Text passage –

↓↓↓

To age, or not to age, that is the question.

Not every wine is made to age. Keep in mind a few statistics… average time from purchase to consumption for the majority of wine is about an hour and a half.  And 90% of all wines should be drunk within a couple of years of being released; sooner for some wines that are tank fermented and aged, like many Sauvignon Blancs. 

Winemakers realize this and make most wines in a ready-to-drink, approachable style.  But all too often we buy wines at the grocery or big box store intending to salt it away with the expectation of turning a $7.99 bottle of “Cranky Pete’s Red” into a $50 bottle of “Rico Sauvé Claret”.  

In general, white wine is more fragile when aging than red, with fortified wines like Port and Madeira being much less susceptible to senility mainly due to a much higher alcohol content. If the objective is to lay away a bottle, look for a full-bodied white or red that is usually barrel fermented and always barrel aged. While price is not always an indicator of quality, the more expensive wines normally do receive the “elevage”, or upbringing, that allows them to age and improve. 

Drinking aged wines has not always been desirable. In the old days, new, fresh wine was what drinkers wanted and older wines tended to turn to vinegar either due to poor winemaking, dirty storage, or exposure to air. Credit the Romans with the realization that wine properly sealed in a container, called an “amphora,” could actually improve with age.

↑↑↑

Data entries
↓↓↓

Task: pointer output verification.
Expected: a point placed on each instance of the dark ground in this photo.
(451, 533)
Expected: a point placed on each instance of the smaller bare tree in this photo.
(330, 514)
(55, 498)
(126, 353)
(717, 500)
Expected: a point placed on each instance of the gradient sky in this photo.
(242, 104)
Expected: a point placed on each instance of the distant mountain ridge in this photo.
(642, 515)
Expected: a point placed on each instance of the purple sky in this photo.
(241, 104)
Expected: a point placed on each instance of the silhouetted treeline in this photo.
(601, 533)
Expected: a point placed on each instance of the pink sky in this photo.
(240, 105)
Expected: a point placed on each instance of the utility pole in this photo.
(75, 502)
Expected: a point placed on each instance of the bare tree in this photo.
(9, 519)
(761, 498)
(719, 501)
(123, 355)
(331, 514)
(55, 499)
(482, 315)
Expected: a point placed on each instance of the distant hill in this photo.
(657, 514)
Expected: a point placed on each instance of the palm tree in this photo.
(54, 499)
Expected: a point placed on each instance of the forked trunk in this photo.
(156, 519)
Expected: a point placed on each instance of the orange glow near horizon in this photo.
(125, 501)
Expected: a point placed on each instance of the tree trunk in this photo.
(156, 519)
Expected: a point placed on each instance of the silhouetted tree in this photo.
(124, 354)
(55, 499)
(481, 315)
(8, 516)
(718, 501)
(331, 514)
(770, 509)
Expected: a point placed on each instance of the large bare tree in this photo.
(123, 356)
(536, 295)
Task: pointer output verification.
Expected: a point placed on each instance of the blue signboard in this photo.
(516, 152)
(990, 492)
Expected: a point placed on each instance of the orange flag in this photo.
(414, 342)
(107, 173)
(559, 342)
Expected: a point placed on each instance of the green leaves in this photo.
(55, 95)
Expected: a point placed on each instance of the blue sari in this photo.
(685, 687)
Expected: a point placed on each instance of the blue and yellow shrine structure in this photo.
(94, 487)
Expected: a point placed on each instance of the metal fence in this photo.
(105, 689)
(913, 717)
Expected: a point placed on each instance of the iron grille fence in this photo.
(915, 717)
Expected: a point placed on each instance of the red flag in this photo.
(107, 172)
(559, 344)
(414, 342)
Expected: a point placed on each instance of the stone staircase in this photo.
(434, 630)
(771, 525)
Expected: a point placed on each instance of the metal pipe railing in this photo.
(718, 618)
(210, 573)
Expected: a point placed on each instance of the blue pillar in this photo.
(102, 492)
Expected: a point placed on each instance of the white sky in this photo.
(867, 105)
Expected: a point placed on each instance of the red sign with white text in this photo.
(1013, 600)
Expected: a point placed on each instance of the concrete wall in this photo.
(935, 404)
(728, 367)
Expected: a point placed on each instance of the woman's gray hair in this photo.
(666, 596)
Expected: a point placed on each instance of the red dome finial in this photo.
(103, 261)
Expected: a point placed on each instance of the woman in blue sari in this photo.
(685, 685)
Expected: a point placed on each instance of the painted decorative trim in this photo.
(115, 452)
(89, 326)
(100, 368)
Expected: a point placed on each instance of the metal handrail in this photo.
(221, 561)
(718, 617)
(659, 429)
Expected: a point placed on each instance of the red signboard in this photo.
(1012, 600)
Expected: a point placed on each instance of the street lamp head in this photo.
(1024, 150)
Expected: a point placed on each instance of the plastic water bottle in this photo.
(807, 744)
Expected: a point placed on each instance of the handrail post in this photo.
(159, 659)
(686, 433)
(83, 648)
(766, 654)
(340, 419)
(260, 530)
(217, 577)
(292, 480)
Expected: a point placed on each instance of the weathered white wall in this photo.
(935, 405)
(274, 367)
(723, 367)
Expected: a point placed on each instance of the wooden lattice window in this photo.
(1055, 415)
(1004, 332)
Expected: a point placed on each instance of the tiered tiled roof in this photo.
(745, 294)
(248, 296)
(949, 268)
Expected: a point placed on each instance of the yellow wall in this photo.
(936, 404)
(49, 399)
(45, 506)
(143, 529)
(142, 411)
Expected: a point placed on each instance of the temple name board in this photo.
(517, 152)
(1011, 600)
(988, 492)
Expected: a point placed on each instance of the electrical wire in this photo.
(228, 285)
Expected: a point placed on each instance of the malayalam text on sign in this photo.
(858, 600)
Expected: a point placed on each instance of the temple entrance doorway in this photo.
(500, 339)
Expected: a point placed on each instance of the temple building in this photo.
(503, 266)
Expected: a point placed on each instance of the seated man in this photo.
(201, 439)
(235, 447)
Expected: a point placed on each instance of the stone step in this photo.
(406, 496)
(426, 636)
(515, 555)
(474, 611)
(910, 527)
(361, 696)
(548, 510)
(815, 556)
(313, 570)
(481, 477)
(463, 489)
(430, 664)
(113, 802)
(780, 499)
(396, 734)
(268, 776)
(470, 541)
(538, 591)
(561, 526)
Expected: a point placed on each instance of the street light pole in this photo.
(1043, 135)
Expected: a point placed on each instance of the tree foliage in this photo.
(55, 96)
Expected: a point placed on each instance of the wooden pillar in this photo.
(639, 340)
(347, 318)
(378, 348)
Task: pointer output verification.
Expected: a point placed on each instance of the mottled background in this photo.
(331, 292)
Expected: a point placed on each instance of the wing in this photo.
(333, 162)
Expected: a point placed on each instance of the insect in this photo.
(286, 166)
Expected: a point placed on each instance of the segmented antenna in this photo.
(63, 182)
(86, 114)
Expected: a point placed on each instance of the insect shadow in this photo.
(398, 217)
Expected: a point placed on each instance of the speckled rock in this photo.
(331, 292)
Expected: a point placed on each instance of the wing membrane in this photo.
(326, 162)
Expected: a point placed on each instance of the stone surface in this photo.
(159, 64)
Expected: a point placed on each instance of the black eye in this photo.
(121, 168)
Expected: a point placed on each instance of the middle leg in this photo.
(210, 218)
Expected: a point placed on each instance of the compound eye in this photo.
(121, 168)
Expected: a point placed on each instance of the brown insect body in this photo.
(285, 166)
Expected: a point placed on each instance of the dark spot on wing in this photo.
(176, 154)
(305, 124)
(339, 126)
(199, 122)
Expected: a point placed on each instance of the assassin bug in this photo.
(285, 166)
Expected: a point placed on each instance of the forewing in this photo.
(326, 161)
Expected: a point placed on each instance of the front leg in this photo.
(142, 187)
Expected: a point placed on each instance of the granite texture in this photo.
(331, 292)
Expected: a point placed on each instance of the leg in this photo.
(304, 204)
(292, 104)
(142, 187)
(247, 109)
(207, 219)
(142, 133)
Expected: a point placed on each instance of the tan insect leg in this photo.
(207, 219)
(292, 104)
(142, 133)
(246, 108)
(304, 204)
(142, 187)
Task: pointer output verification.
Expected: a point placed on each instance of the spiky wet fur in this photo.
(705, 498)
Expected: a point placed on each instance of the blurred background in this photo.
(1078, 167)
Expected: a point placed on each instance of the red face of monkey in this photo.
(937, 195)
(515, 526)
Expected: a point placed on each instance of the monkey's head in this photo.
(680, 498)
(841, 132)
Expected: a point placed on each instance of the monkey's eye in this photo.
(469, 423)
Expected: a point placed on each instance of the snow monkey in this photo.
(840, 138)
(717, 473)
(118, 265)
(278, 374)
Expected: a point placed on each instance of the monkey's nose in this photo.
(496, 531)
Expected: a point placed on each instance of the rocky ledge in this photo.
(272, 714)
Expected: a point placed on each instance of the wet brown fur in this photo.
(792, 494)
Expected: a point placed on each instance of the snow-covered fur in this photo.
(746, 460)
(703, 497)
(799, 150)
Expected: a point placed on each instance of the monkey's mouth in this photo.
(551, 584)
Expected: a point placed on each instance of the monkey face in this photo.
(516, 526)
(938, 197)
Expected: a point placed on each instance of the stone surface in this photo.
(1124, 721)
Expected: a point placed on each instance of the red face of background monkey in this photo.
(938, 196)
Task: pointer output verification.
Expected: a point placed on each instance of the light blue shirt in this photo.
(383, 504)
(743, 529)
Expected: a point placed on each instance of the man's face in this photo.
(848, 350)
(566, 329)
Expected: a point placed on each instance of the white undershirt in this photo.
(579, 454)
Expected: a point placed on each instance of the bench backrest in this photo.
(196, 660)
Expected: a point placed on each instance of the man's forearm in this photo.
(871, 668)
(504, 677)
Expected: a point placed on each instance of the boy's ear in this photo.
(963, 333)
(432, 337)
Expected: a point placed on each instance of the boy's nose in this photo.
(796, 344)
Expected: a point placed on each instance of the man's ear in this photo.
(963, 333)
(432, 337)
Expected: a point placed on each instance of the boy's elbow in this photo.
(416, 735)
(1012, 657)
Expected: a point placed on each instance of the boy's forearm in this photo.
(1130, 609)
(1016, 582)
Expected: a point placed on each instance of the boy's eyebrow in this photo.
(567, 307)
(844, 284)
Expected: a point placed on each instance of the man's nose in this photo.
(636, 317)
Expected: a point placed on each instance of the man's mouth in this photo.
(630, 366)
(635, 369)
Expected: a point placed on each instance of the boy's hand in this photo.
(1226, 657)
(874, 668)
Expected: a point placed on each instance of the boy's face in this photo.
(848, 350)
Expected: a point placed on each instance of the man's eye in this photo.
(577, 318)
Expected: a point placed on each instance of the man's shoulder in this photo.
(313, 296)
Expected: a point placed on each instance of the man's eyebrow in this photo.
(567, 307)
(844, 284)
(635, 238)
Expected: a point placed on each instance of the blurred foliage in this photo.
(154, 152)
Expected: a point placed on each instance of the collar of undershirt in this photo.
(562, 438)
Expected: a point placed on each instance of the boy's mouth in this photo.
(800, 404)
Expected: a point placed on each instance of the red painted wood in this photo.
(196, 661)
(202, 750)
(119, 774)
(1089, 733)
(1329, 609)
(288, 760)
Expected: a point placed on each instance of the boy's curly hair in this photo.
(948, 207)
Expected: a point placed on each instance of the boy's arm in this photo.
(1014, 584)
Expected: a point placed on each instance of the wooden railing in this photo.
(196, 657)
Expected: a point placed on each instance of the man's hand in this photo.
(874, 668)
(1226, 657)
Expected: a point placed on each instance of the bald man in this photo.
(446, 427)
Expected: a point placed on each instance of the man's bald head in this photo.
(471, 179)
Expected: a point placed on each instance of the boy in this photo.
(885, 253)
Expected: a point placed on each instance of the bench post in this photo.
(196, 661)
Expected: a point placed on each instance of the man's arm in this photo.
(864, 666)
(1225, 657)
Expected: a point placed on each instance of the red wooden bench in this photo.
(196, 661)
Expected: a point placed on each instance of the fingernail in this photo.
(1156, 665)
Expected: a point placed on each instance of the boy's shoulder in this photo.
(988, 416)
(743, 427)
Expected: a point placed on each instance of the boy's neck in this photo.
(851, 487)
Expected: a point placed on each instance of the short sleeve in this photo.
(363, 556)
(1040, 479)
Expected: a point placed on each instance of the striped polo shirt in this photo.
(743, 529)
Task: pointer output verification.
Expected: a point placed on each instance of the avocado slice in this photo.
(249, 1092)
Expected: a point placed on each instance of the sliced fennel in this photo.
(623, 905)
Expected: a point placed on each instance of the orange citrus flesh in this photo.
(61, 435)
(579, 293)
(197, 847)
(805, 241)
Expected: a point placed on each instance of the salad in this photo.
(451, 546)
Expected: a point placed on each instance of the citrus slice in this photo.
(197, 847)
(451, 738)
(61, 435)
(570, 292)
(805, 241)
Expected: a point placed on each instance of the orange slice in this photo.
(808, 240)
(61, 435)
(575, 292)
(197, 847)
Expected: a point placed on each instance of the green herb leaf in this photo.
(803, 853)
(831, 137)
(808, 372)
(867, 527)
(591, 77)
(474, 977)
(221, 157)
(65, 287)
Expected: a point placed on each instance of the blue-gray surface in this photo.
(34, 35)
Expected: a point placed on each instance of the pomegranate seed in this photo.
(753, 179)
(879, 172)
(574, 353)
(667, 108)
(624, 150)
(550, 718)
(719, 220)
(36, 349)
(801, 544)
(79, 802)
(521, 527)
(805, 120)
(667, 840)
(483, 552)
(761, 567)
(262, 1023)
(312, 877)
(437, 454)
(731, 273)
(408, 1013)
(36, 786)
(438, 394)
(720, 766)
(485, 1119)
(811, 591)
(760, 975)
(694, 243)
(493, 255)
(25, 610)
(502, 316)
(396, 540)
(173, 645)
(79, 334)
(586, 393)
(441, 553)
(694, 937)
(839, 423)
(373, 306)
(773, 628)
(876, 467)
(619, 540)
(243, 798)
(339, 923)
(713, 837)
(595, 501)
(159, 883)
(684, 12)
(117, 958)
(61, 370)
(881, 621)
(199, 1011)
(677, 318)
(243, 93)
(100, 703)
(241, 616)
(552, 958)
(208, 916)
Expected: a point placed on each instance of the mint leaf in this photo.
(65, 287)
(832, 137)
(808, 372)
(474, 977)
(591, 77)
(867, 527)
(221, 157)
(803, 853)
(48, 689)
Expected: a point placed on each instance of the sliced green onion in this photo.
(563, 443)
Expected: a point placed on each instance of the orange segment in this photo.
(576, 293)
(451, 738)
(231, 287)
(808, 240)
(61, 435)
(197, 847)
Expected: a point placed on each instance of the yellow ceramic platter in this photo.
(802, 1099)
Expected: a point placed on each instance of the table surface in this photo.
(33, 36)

↑↑↑

Exercises to complete –
1: Reproduce the stretch of the wine-aging passage from "Drinking aged wines has" through "improve with age.", keeping every word unchanged.
2: In the wine-aging passage, who is credited with realizing that wine properly sealed in a container could improve with age?

Answer list –
1:
Drinking aged wines has not always been desirable. In the old days, new, fresh wine was what drinkers wanted and older wines tended to turn to vinegar either due to poor winemaking, dirty storage, or exposure to air. Credit the Romans with the realization that wine properly sealed in a container, called an “amphora,” could actually improve with age.

2: The Romans.